Exercise task: Please gather every line in the records below that contains the word "night". Case counts.

[Rows from a dataset]
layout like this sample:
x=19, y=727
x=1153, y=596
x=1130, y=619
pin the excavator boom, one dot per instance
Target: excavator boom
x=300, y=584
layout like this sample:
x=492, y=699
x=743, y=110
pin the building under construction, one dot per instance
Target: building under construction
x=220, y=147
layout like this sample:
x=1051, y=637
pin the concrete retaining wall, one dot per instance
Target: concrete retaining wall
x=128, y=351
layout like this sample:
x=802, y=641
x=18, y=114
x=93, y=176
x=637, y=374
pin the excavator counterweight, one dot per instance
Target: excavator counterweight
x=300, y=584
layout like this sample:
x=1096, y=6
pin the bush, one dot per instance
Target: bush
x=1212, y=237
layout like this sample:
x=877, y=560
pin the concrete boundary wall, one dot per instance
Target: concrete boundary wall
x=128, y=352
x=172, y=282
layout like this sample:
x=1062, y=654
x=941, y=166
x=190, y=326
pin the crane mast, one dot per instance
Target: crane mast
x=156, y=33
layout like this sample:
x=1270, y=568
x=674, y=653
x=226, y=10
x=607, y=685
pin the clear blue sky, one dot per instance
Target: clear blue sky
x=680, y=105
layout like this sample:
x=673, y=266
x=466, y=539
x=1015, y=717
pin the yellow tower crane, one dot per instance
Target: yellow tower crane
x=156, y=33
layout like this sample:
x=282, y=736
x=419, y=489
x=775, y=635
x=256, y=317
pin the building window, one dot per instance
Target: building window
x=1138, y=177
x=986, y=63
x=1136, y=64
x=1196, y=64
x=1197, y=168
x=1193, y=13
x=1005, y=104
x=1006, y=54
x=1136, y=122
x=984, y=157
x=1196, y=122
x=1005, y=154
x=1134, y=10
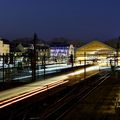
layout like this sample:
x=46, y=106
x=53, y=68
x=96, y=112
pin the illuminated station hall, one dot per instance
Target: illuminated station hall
x=97, y=53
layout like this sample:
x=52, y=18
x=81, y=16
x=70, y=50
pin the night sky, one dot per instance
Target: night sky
x=74, y=19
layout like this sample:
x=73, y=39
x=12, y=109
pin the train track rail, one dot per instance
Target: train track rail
x=65, y=104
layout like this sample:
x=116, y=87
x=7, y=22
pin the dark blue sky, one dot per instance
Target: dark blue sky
x=74, y=19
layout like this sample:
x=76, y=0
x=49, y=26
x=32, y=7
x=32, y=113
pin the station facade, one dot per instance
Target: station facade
x=97, y=52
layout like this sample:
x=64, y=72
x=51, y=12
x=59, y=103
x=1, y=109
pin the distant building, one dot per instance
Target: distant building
x=61, y=53
x=4, y=47
x=95, y=52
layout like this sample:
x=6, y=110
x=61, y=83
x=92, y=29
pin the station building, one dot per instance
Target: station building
x=4, y=48
x=96, y=52
x=61, y=52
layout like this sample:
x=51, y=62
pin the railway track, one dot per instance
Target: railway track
x=60, y=108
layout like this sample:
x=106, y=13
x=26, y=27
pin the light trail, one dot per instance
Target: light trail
x=32, y=93
x=45, y=85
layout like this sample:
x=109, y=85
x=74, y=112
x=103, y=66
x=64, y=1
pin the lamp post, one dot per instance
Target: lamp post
x=84, y=65
x=33, y=61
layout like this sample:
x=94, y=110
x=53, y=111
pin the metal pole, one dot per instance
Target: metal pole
x=3, y=68
x=44, y=63
x=34, y=59
x=84, y=65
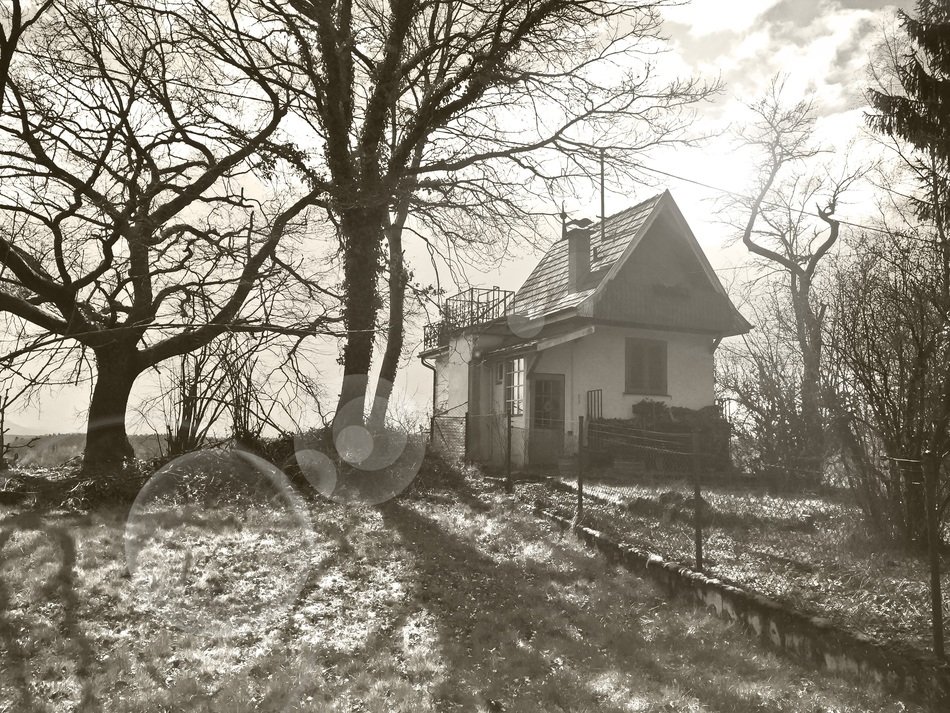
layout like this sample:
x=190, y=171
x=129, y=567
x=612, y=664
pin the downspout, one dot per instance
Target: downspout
x=429, y=366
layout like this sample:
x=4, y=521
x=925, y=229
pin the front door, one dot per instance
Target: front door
x=546, y=434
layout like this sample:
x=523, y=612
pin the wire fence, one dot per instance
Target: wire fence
x=676, y=494
x=787, y=538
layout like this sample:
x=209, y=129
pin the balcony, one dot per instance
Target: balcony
x=474, y=306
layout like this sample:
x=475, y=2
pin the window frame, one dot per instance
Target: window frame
x=653, y=379
x=514, y=386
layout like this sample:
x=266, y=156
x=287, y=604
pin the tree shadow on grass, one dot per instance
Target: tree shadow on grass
x=60, y=585
x=528, y=635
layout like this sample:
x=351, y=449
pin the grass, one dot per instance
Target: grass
x=810, y=552
x=453, y=599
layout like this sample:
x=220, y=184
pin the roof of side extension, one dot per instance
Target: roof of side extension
x=545, y=292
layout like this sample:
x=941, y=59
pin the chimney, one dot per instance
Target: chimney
x=578, y=258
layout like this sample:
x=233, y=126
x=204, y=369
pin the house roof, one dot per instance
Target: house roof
x=545, y=292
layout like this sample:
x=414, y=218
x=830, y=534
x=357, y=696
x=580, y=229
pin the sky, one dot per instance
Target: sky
x=821, y=46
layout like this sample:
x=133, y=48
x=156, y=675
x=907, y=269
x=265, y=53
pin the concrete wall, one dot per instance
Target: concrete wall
x=816, y=641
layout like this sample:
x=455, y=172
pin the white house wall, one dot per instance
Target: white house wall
x=597, y=361
x=451, y=384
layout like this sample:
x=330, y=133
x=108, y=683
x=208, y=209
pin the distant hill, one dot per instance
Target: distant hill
x=57, y=448
x=15, y=429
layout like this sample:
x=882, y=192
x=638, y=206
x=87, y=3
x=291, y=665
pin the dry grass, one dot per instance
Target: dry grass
x=452, y=600
x=807, y=551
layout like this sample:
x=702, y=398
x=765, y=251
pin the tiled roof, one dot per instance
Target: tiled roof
x=545, y=290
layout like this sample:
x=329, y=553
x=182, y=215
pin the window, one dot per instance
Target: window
x=646, y=366
x=514, y=386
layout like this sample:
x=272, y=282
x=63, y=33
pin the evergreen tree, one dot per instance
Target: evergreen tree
x=920, y=114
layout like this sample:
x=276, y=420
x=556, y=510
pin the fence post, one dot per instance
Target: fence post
x=466, y=441
x=508, y=486
x=931, y=467
x=579, y=508
x=697, y=503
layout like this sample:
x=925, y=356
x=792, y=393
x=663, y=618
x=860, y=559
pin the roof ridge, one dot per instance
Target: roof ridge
x=630, y=209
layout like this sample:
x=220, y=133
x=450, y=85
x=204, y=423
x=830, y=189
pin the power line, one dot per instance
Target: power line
x=726, y=191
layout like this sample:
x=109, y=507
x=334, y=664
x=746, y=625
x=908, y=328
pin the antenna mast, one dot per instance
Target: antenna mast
x=603, y=213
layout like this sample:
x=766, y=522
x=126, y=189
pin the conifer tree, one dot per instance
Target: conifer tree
x=920, y=114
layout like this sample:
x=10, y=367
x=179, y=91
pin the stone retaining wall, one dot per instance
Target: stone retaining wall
x=812, y=639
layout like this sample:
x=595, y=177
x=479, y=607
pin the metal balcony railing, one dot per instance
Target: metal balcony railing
x=474, y=306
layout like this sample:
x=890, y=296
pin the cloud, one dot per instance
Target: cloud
x=707, y=17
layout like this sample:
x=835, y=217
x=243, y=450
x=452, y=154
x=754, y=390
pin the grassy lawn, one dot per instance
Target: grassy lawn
x=808, y=551
x=451, y=599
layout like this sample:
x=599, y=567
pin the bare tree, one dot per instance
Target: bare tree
x=781, y=229
x=459, y=104
x=126, y=147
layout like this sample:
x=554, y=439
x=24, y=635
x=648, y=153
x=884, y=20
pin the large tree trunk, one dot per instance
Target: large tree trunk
x=107, y=443
x=362, y=232
x=395, y=333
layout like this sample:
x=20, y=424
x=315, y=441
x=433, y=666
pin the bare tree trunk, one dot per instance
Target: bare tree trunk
x=107, y=443
x=362, y=232
x=395, y=333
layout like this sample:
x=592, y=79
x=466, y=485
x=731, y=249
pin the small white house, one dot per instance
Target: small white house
x=613, y=314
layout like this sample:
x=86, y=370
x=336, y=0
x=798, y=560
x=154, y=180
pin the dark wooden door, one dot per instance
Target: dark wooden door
x=546, y=425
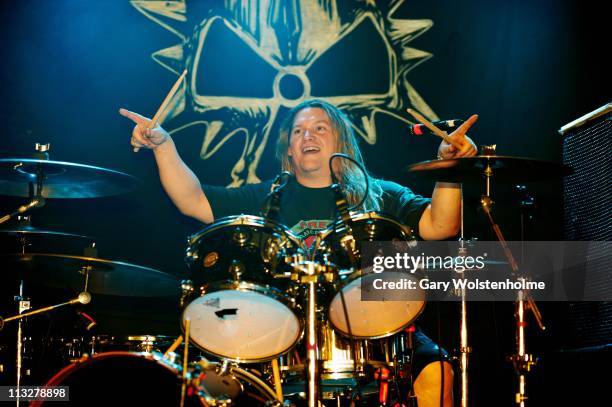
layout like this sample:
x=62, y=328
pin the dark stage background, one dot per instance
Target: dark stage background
x=526, y=68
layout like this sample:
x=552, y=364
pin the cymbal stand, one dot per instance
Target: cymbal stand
x=311, y=273
x=464, y=348
x=36, y=198
x=522, y=361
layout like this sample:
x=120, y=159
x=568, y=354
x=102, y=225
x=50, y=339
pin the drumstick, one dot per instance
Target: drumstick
x=164, y=104
x=277, y=383
x=434, y=129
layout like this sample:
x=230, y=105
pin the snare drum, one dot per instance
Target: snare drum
x=128, y=378
x=239, y=311
x=368, y=319
x=122, y=378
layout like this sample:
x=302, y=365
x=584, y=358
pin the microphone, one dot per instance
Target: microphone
x=84, y=298
x=420, y=129
x=271, y=210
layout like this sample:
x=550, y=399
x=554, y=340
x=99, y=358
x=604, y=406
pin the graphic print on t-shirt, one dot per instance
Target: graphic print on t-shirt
x=306, y=230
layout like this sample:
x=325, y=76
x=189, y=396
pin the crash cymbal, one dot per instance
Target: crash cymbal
x=503, y=169
x=106, y=277
x=61, y=179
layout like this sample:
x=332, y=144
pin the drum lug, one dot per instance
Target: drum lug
x=236, y=269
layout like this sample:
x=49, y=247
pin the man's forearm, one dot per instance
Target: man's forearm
x=181, y=184
x=446, y=209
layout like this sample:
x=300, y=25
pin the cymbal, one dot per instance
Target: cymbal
x=106, y=277
x=31, y=231
x=61, y=179
x=504, y=169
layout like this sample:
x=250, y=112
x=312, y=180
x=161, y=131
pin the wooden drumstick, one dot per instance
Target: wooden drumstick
x=434, y=129
x=164, y=104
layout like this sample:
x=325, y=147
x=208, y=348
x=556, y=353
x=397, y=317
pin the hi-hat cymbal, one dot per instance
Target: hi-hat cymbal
x=61, y=179
x=503, y=169
x=106, y=277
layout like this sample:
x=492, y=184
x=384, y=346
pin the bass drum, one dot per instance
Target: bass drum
x=128, y=378
x=239, y=311
x=368, y=319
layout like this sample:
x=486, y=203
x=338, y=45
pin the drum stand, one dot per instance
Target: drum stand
x=464, y=348
x=311, y=273
x=24, y=305
x=521, y=360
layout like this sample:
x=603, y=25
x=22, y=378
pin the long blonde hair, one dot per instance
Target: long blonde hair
x=349, y=175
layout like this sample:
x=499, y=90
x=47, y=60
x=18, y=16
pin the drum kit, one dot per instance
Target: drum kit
x=264, y=320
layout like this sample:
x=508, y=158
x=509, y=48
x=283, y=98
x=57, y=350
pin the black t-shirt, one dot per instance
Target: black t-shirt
x=308, y=210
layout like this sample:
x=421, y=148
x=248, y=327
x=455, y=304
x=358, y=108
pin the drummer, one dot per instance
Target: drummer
x=311, y=132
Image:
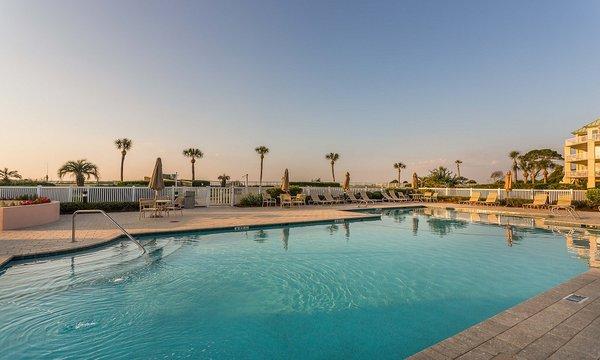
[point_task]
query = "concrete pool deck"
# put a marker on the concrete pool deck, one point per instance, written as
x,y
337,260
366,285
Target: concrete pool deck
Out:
x,y
546,326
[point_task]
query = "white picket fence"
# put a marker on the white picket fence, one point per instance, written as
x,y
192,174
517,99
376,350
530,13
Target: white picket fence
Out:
x,y
527,194
205,196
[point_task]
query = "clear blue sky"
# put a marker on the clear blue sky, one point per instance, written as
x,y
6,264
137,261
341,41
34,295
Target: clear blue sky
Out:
x,y
422,82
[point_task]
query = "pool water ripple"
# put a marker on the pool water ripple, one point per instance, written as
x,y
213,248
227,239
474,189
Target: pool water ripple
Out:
x,y
382,289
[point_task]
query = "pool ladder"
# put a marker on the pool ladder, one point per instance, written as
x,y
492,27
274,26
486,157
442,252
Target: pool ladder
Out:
x,y
97,211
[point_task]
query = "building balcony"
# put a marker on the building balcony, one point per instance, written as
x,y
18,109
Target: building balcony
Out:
x,y
576,157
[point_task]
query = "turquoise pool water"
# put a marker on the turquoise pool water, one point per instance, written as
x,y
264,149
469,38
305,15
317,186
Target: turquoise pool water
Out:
x,y
370,289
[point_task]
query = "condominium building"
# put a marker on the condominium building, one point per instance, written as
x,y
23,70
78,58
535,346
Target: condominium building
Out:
x,y
582,155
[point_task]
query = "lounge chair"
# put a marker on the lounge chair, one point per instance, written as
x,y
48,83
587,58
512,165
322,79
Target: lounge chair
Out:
x,y
268,200
299,199
285,199
354,199
430,196
330,198
147,206
540,201
365,197
474,199
491,199
387,197
399,196
564,202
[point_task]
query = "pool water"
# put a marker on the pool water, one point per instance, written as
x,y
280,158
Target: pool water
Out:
x,y
370,289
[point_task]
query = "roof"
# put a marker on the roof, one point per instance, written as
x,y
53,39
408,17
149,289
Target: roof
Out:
x,y
583,130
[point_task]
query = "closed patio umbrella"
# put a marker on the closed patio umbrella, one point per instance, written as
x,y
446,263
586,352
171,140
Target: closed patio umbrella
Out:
x,y
415,183
156,181
285,181
346,184
508,182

Reply:
pin the night sky, one dot per instance
Target: night sky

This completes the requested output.